## Exercise
Identify all lines in the data containing the string "baluster". Copy them out.
*** Opening of Material supplied ***
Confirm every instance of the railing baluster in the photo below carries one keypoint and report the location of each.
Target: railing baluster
*** Close of Material supplied ***
*** Opening of Material supplied ***
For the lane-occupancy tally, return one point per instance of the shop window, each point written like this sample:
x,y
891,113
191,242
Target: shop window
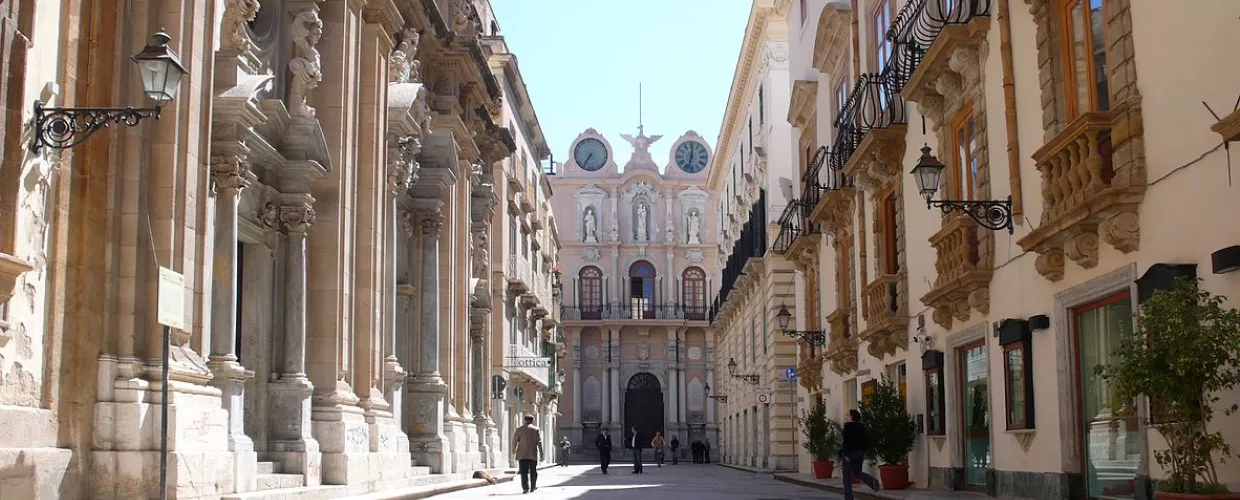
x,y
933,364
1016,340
*** Close of Material supplied ***
*** Opening of Material supplied ***
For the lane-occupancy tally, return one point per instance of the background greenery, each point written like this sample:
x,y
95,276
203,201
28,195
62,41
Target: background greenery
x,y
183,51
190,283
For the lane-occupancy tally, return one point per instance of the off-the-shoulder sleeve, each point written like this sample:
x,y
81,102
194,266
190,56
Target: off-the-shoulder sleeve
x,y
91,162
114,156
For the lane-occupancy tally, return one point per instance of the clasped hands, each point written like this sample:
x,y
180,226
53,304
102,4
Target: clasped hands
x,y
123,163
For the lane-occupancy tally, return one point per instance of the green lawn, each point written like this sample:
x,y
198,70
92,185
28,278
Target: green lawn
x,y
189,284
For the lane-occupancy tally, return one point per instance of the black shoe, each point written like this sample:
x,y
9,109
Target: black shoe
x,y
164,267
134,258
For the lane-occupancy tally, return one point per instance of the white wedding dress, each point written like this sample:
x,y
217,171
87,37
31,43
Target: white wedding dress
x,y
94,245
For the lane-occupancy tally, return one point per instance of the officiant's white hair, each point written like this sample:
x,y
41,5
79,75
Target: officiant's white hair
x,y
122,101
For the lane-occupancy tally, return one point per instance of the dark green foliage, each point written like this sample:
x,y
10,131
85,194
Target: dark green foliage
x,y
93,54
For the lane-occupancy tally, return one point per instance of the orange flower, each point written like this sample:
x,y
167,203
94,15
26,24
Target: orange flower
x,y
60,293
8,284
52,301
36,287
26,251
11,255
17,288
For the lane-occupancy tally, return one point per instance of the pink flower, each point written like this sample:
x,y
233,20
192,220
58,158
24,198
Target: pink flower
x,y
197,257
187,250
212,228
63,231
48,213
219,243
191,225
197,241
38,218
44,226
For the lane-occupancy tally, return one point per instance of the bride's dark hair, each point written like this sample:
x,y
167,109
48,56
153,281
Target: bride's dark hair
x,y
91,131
*** Close of Material supplied ***
## Solved exercise
Confirm every instance of the railing baluster in the photo below carries one keypoint and report the location of each.
Target: railing baluster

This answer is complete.